Do zrobienia:
Powtórz dosłownie część podanego fragmentu: zacznij od miejsca ze słowami „Data: 2001-12-30 11:55:18”; zakończ po słowach „kroją w plasterki).”.

Podany fragment:
Data: 2001-12-30 11:55:18
Temat: Re: Co tanio zjesc w Italii?
Od: waldemar z domu <w...@t...de>
Pokaż wszystkie nagłówki
> Firma "Star" specjalizuje się w gotowych sosach do makaronu (zawartość
> puszki na moment na patelnię, sosem polać makaron i trochę parmezanu na
> to). Jak chodzi o tortelini lub ravioli to b.dobre robi "Rana" - z serem,
> z szynką, ze szpinakiem, z truflami itd. (ugotowane pierożki polać
> śmietaną i posypać parmezanem).
> Mają również dużo gotowych mrożonych dań - począwszy od zup, poprzez
> różnego rodzaju ryby i kotleciki.
> Wędliny w 90% bardzo tłuste i słone (kroją je w b.cieniutkie plasterki).
> Sery sprzedawane są w kawałkach (nie kroją w plasterki).
> Jeżeli chcecie zaoszczędzić to na pizzę idźcie tam, gdzie jest pizza al
> taglio (bierzesz na wynos jeden lub kilka kawałków pizzy - płacisz ok
> 4000-5000 ITL - w pizerii kosztuje od 9000-20000 ITL).
> Generalnie restauracja jest droższa niż trattoria (rodzaj restauracji
> niższej kategorii - nie zmieniają obrusów, często menu "recytuje" kelner,
> gdyż codziennie jest inne). A i jeszcze jedno - sztućce po pierwszym daniu
> należy sobie zostawić, bo nie podają oddzielnych do drugiego. Acha,
> płacisz również dodatkowo za "coperto" na osobę (od 2000-4000 ITL):
> nakrycie, pieczywo (które cały czas jest na stole), grissini (takie grube
> paluszki), parmezan.

[Wpisy identyfikacji lokalizacji]

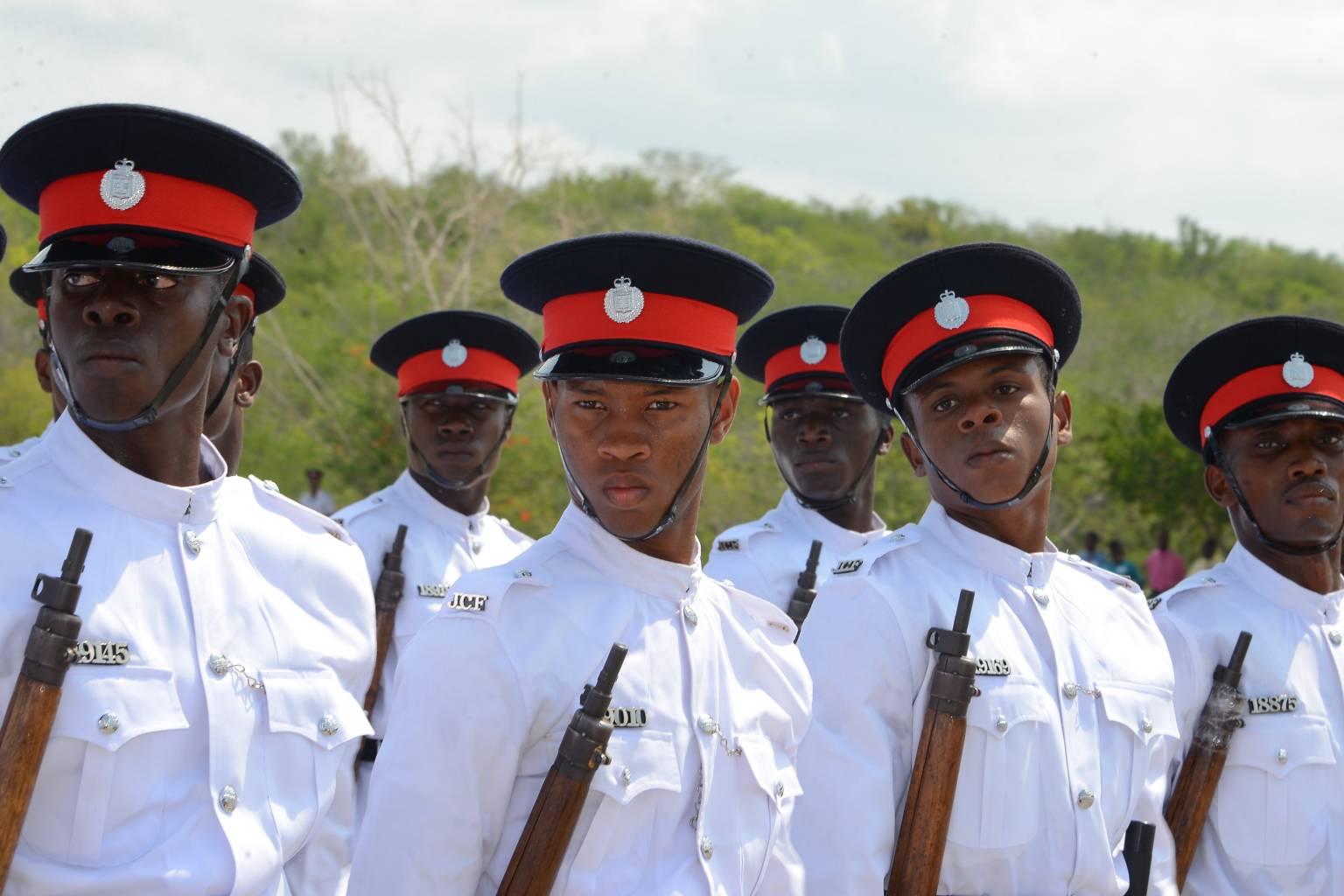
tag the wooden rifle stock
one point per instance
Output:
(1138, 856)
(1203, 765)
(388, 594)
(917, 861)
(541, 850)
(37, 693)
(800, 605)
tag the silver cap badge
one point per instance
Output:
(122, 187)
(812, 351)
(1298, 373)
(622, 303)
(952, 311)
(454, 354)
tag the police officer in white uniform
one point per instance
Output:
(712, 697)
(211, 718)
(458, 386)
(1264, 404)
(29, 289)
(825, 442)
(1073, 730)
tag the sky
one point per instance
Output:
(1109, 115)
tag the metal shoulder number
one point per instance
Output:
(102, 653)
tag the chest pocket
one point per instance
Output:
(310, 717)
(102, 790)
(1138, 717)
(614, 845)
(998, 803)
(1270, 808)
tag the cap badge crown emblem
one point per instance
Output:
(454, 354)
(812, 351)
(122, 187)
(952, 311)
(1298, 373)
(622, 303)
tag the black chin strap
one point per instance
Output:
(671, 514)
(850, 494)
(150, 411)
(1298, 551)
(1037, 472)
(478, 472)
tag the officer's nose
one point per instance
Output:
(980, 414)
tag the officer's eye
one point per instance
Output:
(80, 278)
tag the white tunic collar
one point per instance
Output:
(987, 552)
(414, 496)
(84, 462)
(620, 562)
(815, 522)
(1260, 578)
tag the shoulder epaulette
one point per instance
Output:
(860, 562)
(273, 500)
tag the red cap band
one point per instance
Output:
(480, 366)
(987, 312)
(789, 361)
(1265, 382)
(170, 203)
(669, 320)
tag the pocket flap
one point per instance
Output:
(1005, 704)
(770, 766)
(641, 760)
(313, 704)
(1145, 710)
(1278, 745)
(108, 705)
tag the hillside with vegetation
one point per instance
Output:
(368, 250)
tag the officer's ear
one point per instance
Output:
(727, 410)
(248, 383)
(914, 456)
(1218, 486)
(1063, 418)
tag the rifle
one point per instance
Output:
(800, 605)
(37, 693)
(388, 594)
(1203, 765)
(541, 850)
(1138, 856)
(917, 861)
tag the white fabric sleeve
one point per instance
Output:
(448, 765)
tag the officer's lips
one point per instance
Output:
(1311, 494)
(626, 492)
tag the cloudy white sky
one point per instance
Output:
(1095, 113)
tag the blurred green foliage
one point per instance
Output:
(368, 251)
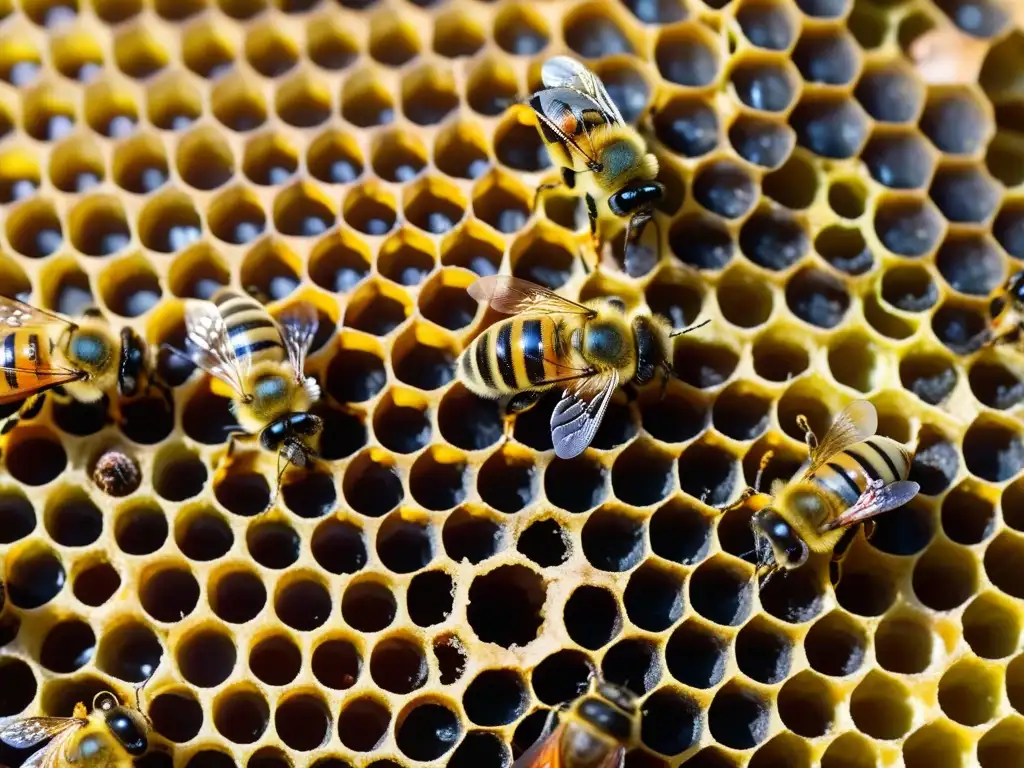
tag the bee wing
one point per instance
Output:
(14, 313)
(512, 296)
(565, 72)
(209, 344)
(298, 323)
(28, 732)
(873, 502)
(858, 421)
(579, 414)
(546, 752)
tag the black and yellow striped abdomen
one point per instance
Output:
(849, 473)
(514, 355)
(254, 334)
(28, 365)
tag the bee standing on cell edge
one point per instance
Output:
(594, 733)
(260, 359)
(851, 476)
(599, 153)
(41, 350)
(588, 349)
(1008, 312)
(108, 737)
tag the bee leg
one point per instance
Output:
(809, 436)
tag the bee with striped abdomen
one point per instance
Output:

Wynik końcowy:
Data: 2001-12-30 11:55:18
Temat: Re: Co tanio zjesc w Italii?
Od: waldemar z domu <w...@t...de>
Pokaż wszystkie nagłówki
> Firma "Star" specjalizuje się w gotowych sosach do makaronu (zawartość
> puszki na moment na patelnię, sosem polać makaron i trochę parmezanu na
> to). Jak chodzi o tortelini lub ravioli to b.dobre robi "Rana" - z serem,
> z szynką, ze szpinakiem, z truflami itd. (ugotowane pierożki polać
> śmietaną i posypać parmezanem).
> Mają również dużo gotowych mrożonych dań - począwszy od zup, poprzez
> różnego rodzaju ryby i kotleciki.
> Wędliny w 90% bardzo tłuste i słone (kroją je w b.cieniutkie plasterki).
> Sery sprzedawane są w kawałkach (nie kroją w plasterki).